(Exercise):
All entries given below are to be returned word for word.
─── Information provided ───
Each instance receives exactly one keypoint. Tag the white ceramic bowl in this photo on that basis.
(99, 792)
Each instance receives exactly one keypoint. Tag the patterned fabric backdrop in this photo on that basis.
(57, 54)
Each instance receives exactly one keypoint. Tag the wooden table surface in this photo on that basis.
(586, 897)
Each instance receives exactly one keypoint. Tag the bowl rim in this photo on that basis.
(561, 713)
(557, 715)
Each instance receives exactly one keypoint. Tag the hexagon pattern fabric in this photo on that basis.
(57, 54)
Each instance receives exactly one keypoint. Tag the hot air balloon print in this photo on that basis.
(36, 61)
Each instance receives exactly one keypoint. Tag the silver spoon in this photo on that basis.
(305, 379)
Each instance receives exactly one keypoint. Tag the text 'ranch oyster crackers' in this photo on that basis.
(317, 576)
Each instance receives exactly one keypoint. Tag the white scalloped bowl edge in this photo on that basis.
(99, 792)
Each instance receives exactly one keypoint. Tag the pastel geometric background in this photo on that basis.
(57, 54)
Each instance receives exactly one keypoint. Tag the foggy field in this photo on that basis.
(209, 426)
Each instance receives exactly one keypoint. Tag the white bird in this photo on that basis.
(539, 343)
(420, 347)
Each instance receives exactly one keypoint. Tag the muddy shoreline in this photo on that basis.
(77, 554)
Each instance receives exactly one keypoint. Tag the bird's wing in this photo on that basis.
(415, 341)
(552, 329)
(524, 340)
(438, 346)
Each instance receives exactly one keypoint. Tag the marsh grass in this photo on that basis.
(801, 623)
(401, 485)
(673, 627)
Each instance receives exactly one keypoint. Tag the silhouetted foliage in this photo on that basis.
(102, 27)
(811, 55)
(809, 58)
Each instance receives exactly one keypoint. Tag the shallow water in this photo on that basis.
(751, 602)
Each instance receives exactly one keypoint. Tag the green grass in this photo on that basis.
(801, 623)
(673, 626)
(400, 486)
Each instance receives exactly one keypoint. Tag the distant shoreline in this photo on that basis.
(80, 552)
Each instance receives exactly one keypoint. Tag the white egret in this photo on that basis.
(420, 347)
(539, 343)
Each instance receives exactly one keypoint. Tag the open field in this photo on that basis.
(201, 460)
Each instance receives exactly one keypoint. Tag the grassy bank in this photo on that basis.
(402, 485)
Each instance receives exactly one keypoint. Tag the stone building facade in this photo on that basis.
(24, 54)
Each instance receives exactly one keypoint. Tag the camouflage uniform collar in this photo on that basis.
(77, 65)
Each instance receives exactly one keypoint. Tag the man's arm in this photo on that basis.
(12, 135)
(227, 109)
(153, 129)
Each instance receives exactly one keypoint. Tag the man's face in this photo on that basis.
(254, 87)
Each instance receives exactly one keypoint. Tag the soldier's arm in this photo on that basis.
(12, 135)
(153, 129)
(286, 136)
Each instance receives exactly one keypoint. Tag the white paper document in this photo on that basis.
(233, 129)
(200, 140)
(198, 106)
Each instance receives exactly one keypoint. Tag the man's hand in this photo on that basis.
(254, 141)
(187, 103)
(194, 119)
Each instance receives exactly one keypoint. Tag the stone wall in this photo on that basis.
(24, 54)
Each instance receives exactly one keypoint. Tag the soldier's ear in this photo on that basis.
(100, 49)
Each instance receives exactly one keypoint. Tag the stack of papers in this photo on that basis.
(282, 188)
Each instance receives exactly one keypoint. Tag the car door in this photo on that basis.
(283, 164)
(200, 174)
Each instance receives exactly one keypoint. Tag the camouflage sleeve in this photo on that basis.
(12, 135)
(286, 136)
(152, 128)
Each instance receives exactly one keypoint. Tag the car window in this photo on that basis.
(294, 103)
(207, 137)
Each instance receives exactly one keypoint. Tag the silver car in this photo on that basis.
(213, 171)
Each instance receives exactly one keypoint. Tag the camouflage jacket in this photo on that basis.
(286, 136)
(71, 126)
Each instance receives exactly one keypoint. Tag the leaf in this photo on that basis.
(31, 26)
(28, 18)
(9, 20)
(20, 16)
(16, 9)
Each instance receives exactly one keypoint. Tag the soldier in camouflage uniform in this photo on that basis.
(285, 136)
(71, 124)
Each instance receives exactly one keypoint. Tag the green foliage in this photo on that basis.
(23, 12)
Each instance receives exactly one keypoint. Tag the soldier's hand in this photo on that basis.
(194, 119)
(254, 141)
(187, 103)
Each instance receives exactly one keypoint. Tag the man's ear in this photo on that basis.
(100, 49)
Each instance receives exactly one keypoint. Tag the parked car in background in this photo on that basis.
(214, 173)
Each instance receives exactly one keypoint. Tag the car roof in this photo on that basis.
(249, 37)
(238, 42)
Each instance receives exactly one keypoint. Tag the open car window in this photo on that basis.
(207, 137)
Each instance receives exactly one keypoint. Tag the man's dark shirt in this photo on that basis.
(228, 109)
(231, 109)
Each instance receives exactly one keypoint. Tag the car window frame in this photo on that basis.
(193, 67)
───
(Expected answer):
Each instance receives exactly one keypoint. Tag the white ceramic bowl in this photo on that basis.
(99, 792)
Each instance receives exactly one keypoint. Tag the patterned fabric backdrop in this photo on that basis.
(57, 54)
Each instance receives exactly one keypoint. Tag the wooden table surface in this photo on that basis.
(586, 897)
Each instance receives exactly one keypoint. Tag the bowl rim in this photo on that basis.
(561, 713)
(557, 715)
Each instance receives exactly one keypoint. Tag the hexagon pattern fabric in this photo on that basis.
(57, 54)
Each instance receives exactly one keypoint. Tag the hot air balloon print in this photo on that basis.
(36, 61)
Each instance receives exactly one keypoint. Tag the silver spoon in this photo on that basis.
(305, 379)
Each instance receives exactly one keypoint. Tag the text 'ranch oyster crackers' in this photo on that basis.
(317, 576)
Each instance receives exactly one keypoint. Tag the white scalloped bowl edge in this photo on that basis.
(99, 792)
Each instance receives exactly one keypoint. Tag the pastel geometric background in this photo on that basis.
(57, 54)
Each instance receives exactly one keypoint. Tag the foggy field in this photo on that basis.
(209, 426)
Each instance receives exactly one keypoint. Tag the white bird in this photo on that basis.
(539, 343)
(420, 347)
Each instance receives exactly one keypoint. Tag the muddy shoreline in this photo on that basis.
(77, 554)
Each instance receives exactly one keypoint. Tag the bird's wing in this photo on that basis.
(415, 341)
(552, 329)
(524, 340)
(438, 346)
Each instance receives exactly one keypoint. Tag the marsh grass in this photo on that basis.
(801, 623)
(401, 485)
(673, 627)
Each instance receives exactly one keypoint. Tag the silhouetted foliage in this photo on that basis.
(102, 27)
(811, 55)
(809, 58)
Each instance receives exactly one keypoint. Tag the shallow water in this photo on that basis.
(751, 602)
Each instance receives exactly one keypoint. Tag the green grass in this photo on that basis.
(801, 623)
(673, 626)
(400, 486)
Each instance receives exactly one keypoint. Tag the distant shoreline in this photo on that basis.
(80, 552)
Each instance receives exactly one keypoint. Tag the white egret in this photo on that basis.
(420, 347)
(539, 343)
Each instance receives exactly one keypoint. Tag the open field in this photo on that basis.
(201, 460)
Each instance receives exactly one keypoint. Tag the grassy bank in this photo on that basis.
(402, 485)
Each instance receives exactly one keypoint. Tag the stone building facade in this photo on that basis.
(24, 54)
Each instance receives exactly one keypoint. Tag the camouflage uniform collar in this photo on that basis.
(77, 65)
Each instance receives exactly one keypoint. Tag the man's arm in this photo on that basis.
(12, 135)
(227, 109)
(153, 129)
Each instance receives exactly one keypoint. Tag the man's face in this photo on that basis.
(254, 87)
Each instance receives exactly one keypoint. Tag the soldier's arm in this photo on that basis.
(12, 135)
(153, 129)
(286, 136)
Each instance receives exactly one keypoint. Tag the white paper document in this photo on that basis.
(233, 129)
(200, 140)
(198, 106)
Each instance receives exactly one keypoint. Tag the man's hand in this photo on that basis.
(254, 141)
(187, 103)
(194, 119)
Each instance receives exactly one keypoint. Tag the stone wall in this photo on that basis.
(24, 54)
Each instance receives exactly one keypoint. Tag the soldier's ear in this photo on that basis.
(100, 49)
Each instance receives exactly one keypoint. Tag the stack of papers in this photo on that basis.
(282, 188)
Each instance receives exactly one keypoint. Tag the car door in this photo on that basis.
(283, 164)
(200, 174)
Each instance receives exactly one keypoint. Tag the camouflage sleeve in this photo on that basis.
(12, 135)
(286, 136)
(152, 128)
Each instance receives exactly one keypoint. Tag the car window in this photo on that basis.
(294, 103)
(207, 137)
Each instance receives exactly one keypoint. Tag the silver car in this photo on that basis.
(213, 171)
Each instance receives exactly one keypoint. Tag the camouflage jacket in this photo on that basis.
(286, 136)
(71, 126)
Each instance receives exactly one keypoint. Tag the leaf in this photo on that basis.
(31, 26)
(28, 18)
(9, 20)
(20, 16)
(16, 9)
Each instance receives exactly one keypoint. Tag the soldier in camouflage uniform in this photo on that basis.
(285, 136)
(71, 124)
Each instance receives exactly one keypoint. Tag the green foliage in this photo on that basis.
(23, 12)
Each instance receives exactly one keypoint. Tag the soldier's hand in this photo on that basis.
(194, 119)
(254, 141)
(187, 103)
Each instance receives exactly one keypoint. Tag the man's ear in this photo on that basis.
(100, 49)
Each instance receives exactly one keypoint. Tag the parked car in background in this photo on that basis.
(214, 173)
Each instance receives exactly one keypoint. Tag the car roof in this photo on that basis.
(249, 37)
(238, 42)
Each instance receives exactly one keypoint. Tag the open car window in this photo on that basis.
(207, 137)
Each instance receives exactly one keypoint. Tag the man's dark shirt in this photo on that basis.
(228, 109)
(231, 109)
Each instance receives exactly one keypoint. Tag the car window frame in this photo on that basis.
(193, 67)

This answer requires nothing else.